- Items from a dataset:
================================

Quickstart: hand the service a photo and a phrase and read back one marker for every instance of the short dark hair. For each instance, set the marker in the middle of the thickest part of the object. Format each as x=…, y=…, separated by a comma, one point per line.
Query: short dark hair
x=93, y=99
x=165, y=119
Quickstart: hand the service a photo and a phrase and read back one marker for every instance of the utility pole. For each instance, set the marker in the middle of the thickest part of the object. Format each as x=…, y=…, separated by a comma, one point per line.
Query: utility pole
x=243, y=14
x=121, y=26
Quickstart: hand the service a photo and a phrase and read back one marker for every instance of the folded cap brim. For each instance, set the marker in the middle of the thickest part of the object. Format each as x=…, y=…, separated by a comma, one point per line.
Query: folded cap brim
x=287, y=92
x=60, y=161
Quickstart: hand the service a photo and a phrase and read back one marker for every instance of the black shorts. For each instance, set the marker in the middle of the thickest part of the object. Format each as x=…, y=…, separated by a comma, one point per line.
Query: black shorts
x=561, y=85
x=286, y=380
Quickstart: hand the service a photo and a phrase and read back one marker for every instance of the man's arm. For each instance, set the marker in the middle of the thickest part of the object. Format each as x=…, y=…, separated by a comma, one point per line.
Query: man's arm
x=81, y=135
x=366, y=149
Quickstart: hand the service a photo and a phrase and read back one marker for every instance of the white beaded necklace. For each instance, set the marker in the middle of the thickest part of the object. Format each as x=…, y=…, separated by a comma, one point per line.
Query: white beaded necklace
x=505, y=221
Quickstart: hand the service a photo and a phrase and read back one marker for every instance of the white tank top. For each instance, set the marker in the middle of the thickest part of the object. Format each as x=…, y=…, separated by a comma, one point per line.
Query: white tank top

================================

Lines holding the word "tank" are the answer; copy every one from the records above.

Quickstart: hand the service a photo and a phrase and read back one marker for every instance of the white tank top. For each instance, set the marker in the middle of the thickest part of the object. Format each as x=…, y=…, separated by a comma, one point per line.
Query: white tank top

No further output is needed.